+++ Information given +++
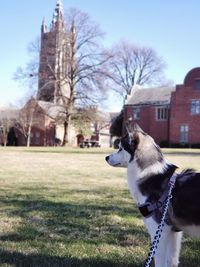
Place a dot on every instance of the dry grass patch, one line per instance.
(67, 207)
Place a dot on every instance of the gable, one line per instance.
(150, 96)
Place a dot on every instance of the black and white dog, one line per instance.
(148, 177)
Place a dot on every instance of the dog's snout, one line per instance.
(107, 158)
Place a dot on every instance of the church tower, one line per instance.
(53, 65)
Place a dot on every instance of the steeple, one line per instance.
(58, 15)
(44, 26)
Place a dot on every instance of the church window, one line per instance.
(195, 107)
(162, 114)
(136, 113)
(197, 84)
(184, 129)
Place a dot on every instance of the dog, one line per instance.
(148, 174)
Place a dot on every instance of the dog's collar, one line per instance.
(148, 208)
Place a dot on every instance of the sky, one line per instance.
(171, 28)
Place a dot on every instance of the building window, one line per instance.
(197, 84)
(184, 129)
(195, 107)
(37, 138)
(136, 113)
(162, 114)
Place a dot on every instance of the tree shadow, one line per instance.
(44, 221)
(36, 260)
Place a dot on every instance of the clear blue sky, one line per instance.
(170, 27)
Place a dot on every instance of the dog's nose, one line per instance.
(107, 158)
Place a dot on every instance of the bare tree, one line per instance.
(130, 65)
(8, 119)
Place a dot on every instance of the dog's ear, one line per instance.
(137, 128)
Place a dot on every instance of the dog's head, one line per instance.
(137, 146)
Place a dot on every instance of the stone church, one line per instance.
(54, 58)
(46, 110)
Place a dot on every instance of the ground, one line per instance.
(67, 207)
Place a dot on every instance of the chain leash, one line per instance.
(159, 230)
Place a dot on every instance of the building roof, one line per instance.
(52, 110)
(150, 96)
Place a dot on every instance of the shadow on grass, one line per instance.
(45, 224)
(35, 260)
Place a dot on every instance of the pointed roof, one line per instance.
(150, 96)
(59, 12)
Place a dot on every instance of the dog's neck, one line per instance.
(149, 180)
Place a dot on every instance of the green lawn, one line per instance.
(67, 207)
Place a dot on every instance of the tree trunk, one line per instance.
(66, 132)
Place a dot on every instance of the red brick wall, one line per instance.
(157, 129)
(181, 111)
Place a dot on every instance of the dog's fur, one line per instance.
(148, 177)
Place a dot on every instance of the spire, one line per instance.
(44, 26)
(58, 12)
+++
• Exercise details
I would like the data copied exactly as it stands, with no pictures included.

• Result below
Place a dot on every instance of the dry grass patch, one line per instance.
(67, 207)
Place a dot on every instance of the gable, one line per instance.
(150, 96)
Place a dot on every instance of the black and white dog, one line per instance.
(148, 177)
Place a dot on every instance of the dog's snout, one line per instance.
(107, 158)
Place a dot on every instance of the church tower, one line per instance.
(53, 65)
Place a dot on every instance of the steeple, one line per instance.
(58, 15)
(44, 26)
Place a dot on every instance of the church window, one line per instance.
(195, 107)
(162, 114)
(136, 113)
(197, 84)
(184, 129)
Place a dot on every instance of the dog, one line per instance.
(148, 174)
Place a dot on every instance of the dog's collar, one line per instance.
(148, 208)
Place a dot on every instance of the sky, one line per instance.
(171, 28)
Place a dot on every instance of the building window, one line per instance.
(197, 84)
(184, 129)
(195, 107)
(37, 138)
(136, 113)
(162, 114)
Place a dot on every instance of the tree shadow, one line per instance.
(44, 221)
(36, 260)
Place a dot on every instance of the clear blue sky, one line per instance.
(170, 27)
Place a dot on every instance of the dog's nose, one line per instance.
(107, 158)
Place a dot on every instance of the bare tree, one line per instance.
(130, 65)
(8, 119)
Place a dot on every instance of the dog's ear, one line per instance.
(137, 128)
Place a dot on every instance of the dog's head, one line per instance.
(137, 146)
Place a dot on every instance of the stone church, one line per instance.
(54, 58)
(46, 110)
Place a dot on every instance of the ground, one line per instance.
(67, 207)
Place a dot on every instance of the chain leash, one line per instance.
(159, 230)
Place a dot on every instance of the building roof, one line per instance.
(52, 110)
(150, 96)
Place a dot on every instance of the shadow on grass, one line per instance.
(45, 224)
(35, 260)
Place a dot on every instance of the pointed roof, one line per instance.
(150, 96)
(59, 12)
Place a dot on every instance of the dog's neck, one line per instance.
(149, 180)
Place a dot on every instance of the green lawn, one line per instance.
(67, 207)
Place a dot on every instance of the tree trunk, one line per instance.
(66, 132)
Place a dot on every instance of the red brick wall, one line per instance.
(157, 129)
(181, 111)
Place a dot on every instance of the dog's fur, one line per instance.
(148, 177)
Place a dot on every instance of the spire, one line per instance.
(44, 26)
(58, 12)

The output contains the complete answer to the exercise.